• [Task material]
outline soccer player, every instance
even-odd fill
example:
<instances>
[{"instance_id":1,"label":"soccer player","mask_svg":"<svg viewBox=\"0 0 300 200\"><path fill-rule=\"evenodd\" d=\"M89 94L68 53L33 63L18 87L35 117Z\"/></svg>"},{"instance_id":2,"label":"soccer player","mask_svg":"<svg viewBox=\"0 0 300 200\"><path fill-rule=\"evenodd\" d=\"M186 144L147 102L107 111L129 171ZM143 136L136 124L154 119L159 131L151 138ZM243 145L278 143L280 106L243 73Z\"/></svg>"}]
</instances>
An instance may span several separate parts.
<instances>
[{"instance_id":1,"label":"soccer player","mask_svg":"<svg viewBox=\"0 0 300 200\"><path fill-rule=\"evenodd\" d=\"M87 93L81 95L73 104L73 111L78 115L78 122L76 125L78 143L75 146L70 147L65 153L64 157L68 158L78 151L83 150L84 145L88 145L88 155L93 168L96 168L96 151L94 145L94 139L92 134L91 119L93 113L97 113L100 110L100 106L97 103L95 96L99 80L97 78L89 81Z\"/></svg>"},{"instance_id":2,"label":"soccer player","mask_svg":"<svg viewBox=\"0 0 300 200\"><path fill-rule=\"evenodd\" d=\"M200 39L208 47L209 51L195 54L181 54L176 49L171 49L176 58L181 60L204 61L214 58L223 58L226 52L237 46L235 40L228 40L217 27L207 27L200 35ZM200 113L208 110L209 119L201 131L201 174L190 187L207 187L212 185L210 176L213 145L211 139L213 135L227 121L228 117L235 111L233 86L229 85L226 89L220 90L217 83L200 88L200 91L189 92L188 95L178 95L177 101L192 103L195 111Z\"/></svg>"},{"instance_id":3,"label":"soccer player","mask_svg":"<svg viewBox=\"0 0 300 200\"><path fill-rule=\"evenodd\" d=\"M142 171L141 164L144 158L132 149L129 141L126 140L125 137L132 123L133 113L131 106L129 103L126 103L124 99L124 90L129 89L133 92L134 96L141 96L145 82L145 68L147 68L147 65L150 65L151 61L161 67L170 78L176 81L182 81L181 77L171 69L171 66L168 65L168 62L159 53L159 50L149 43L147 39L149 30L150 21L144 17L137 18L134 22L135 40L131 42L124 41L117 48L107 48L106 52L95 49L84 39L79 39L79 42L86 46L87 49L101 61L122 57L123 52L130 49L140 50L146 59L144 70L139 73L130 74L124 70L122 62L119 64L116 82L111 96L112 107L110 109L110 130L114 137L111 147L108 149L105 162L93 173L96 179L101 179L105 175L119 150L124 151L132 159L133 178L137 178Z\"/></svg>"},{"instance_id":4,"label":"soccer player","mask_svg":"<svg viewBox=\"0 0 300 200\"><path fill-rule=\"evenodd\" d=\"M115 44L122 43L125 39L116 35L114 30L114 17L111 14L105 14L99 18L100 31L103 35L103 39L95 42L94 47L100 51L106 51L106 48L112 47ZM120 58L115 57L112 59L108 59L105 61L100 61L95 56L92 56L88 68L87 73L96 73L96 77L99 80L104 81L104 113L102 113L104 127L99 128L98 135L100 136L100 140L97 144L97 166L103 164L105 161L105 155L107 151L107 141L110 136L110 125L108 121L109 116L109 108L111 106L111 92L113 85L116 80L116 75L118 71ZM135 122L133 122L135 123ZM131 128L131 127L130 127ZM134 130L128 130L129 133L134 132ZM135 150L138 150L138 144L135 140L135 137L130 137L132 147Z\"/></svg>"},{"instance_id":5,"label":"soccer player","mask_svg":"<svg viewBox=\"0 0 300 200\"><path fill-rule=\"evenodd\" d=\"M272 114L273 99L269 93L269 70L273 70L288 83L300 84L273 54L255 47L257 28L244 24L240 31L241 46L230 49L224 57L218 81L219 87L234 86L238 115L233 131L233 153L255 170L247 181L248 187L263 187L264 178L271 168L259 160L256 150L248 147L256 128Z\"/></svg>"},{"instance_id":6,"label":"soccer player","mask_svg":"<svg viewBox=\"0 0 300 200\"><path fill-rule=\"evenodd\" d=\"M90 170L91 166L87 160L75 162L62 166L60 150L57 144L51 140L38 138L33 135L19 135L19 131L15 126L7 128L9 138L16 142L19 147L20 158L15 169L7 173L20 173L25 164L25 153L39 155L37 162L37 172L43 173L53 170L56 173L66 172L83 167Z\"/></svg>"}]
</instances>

• [Problem details] Reproduce, exactly, all the lines shown above.

• [Response below]
outline soccer player, every instance
even-odd fill
example:
<instances>
[{"instance_id":1,"label":"soccer player","mask_svg":"<svg viewBox=\"0 0 300 200\"><path fill-rule=\"evenodd\" d=\"M89 94L68 53L33 63L18 87L35 117Z\"/></svg>"},{"instance_id":2,"label":"soccer player","mask_svg":"<svg viewBox=\"0 0 300 200\"><path fill-rule=\"evenodd\" d=\"M186 144L147 102L107 111L129 171ZM143 136L136 124L154 119L159 131L151 138ZM243 145L278 143L280 106L243 73Z\"/></svg>"}]
</instances>
An instance may span several separate parts.
<instances>
[{"instance_id":1,"label":"soccer player","mask_svg":"<svg viewBox=\"0 0 300 200\"><path fill-rule=\"evenodd\" d=\"M87 93L81 95L73 104L73 111L78 115L78 122L76 125L78 143L75 146L70 147L65 153L64 157L68 158L78 151L83 150L84 145L88 145L88 155L93 168L96 168L96 151L94 145L94 139L92 134L91 119L93 113L97 113L100 110L100 106L97 103L95 96L99 80L97 78L89 81Z\"/></svg>"},{"instance_id":2,"label":"soccer player","mask_svg":"<svg viewBox=\"0 0 300 200\"><path fill-rule=\"evenodd\" d=\"M200 39L208 47L209 51L195 54L181 54L176 49L171 49L176 58L181 60L204 61L214 58L223 58L226 52L237 46L235 40L228 40L217 27L207 27L200 35ZM200 113L208 110L209 119L201 131L201 174L190 187L207 187L212 185L210 176L213 145L211 139L213 135L227 121L228 117L235 111L233 86L229 85L226 89L220 90L217 83L200 88L200 91L189 92L188 95L178 95L177 101L192 103L195 111Z\"/></svg>"},{"instance_id":3,"label":"soccer player","mask_svg":"<svg viewBox=\"0 0 300 200\"><path fill-rule=\"evenodd\" d=\"M142 171L141 164L144 158L132 149L129 141L126 140L125 137L132 123L133 113L131 106L129 103L126 103L124 99L124 90L129 89L133 92L134 96L141 96L145 82L145 68L147 68L147 65L150 65L151 61L161 67L170 78L176 81L182 81L181 77L171 69L171 66L168 65L168 62L159 53L159 50L149 43L147 39L149 30L150 21L144 17L137 18L134 22L135 40L131 42L124 41L117 48L107 48L106 52L95 49L84 39L79 39L79 42L86 46L87 49L101 61L122 57L123 52L130 49L140 50L146 59L144 70L139 73L130 74L124 70L122 62L119 64L116 82L111 96L112 107L110 109L110 130L114 137L111 147L108 149L105 162L93 173L96 179L101 179L105 175L119 150L124 151L132 159L133 178L137 178Z\"/></svg>"},{"instance_id":4,"label":"soccer player","mask_svg":"<svg viewBox=\"0 0 300 200\"><path fill-rule=\"evenodd\" d=\"M115 44L122 43L125 39L116 35L114 30L114 17L111 14L105 14L99 18L100 31L103 35L103 39L95 42L94 47L100 51L106 51L106 48L112 47ZM120 58L115 57L112 59L108 59L105 61L100 61L95 56L92 56L88 68L87 73L96 73L96 77L99 80L104 81L104 113L102 113L104 127L99 128L98 135L100 136L100 140L97 144L97 166L103 164L105 161L105 155L107 151L107 141L110 136L110 125L108 121L109 116L109 108L111 106L111 92L113 85L116 80L116 75L118 71ZM135 122L133 122L135 123ZM131 128L131 127L130 127ZM134 130L128 130L129 133L134 132ZM135 150L138 150L138 144L135 140L135 137L130 137L132 147Z\"/></svg>"},{"instance_id":5,"label":"soccer player","mask_svg":"<svg viewBox=\"0 0 300 200\"><path fill-rule=\"evenodd\" d=\"M272 114L273 99L269 93L269 70L273 70L288 83L300 84L273 54L255 47L257 28L244 24L240 31L241 46L230 49L224 57L218 81L219 87L234 86L238 115L233 131L233 153L255 170L247 181L248 187L263 187L264 178L271 168L259 160L256 150L248 147L256 128Z\"/></svg>"},{"instance_id":6,"label":"soccer player","mask_svg":"<svg viewBox=\"0 0 300 200\"><path fill-rule=\"evenodd\" d=\"M90 170L91 166L87 160L75 162L62 166L60 150L57 144L51 140L38 138L33 135L19 135L19 131L15 126L7 128L9 138L16 142L19 147L20 158L15 169L7 173L20 173L25 164L25 153L39 155L37 162L37 172L43 173L53 170L56 173L66 172L83 167Z\"/></svg>"}]
</instances>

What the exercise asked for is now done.